[Named-object pointing records]
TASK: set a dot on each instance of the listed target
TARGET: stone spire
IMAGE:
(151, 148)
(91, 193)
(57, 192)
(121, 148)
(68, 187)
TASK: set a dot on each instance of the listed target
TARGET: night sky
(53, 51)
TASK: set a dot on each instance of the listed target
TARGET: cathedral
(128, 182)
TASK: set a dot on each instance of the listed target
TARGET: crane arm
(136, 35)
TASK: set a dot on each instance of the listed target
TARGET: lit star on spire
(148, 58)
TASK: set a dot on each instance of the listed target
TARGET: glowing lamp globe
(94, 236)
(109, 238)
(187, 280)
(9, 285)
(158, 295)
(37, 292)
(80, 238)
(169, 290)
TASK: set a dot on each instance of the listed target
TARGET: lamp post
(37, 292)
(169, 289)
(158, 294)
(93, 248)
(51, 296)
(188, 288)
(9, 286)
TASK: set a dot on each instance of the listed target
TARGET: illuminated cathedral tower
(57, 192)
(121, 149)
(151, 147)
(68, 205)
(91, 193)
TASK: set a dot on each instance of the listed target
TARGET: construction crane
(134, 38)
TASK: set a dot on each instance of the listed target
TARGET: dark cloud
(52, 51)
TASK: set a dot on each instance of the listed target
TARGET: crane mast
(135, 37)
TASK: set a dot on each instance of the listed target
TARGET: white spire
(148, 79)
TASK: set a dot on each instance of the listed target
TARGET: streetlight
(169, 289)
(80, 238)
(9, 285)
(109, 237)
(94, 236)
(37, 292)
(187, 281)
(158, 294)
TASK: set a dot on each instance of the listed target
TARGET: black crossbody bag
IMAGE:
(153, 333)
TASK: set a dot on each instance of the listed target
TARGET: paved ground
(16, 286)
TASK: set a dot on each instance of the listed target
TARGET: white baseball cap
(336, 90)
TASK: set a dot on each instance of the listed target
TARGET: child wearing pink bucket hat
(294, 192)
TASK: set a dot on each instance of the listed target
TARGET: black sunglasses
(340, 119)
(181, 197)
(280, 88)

What you will do:
Reproduce each entry from the records above, character for character.

The completed task:
TASK: set a dot on each instance of the listed target
TARGET: stone spire
IMAGE:
(151, 148)
(91, 193)
(57, 192)
(121, 148)
(68, 187)
TASK: set a dot on each instance of the listed target
TARGET: night sky
(53, 51)
TASK: set a dot on each instance of the listed target
TARGET: cathedral
(128, 182)
TASK: set a dot on each instance of the listed target
TARGET: crane arm
(136, 35)
TASK: set a dot on each instance of the listed target
TARGET: lit star on spire
(148, 58)
TASK: set a dot on each instance of the listed target
TARGET: glowing lamp globe
(94, 236)
(109, 238)
(187, 280)
(9, 285)
(158, 295)
(37, 292)
(80, 238)
(169, 290)
TASK: set a dot on each instance of the listed target
TARGET: lamp post
(37, 292)
(169, 289)
(158, 294)
(93, 248)
(51, 296)
(188, 288)
(9, 286)
TASK: set a dot on each instance of the listed target
TARGET: illuminated cathedral tower
(57, 192)
(121, 149)
(151, 147)
(68, 205)
(91, 193)
TASK: set a dot on each instance of the listed target
TARGET: construction crane
(134, 38)
TASK: set a dot on each instance of the listed target
TARGET: dark cloud
(52, 51)
TASK: set a dot on each instance of the listed target
TARGET: crane mast
(135, 37)
TASK: set a dot on each instance of the listed target
TARGET: white spire
(148, 79)
TASK: set a dot on each instance of the listed target
TARGET: streetlight
(169, 289)
(80, 238)
(9, 285)
(109, 237)
(94, 236)
(37, 292)
(187, 281)
(158, 294)
TASK: set a dot on each instance of the listed target
TARGET: black crossbody bag
IMAGE:
(153, 333)
TASK: set a dot on each instance of the listed target
TARGET: paved ground
(16, 286)
TASK: set a dot on each instance of the listed target
TARGET: white baseball cap
(336, 90)
TASK: set a dot on each instance of the listed target
TARGET: child wearing pink bucket hat
(294, 192)
TASK: set a dot on each instance of the listed target
TARGET: black sunglasses
(340, 119)
(181, 197)
(280, 88)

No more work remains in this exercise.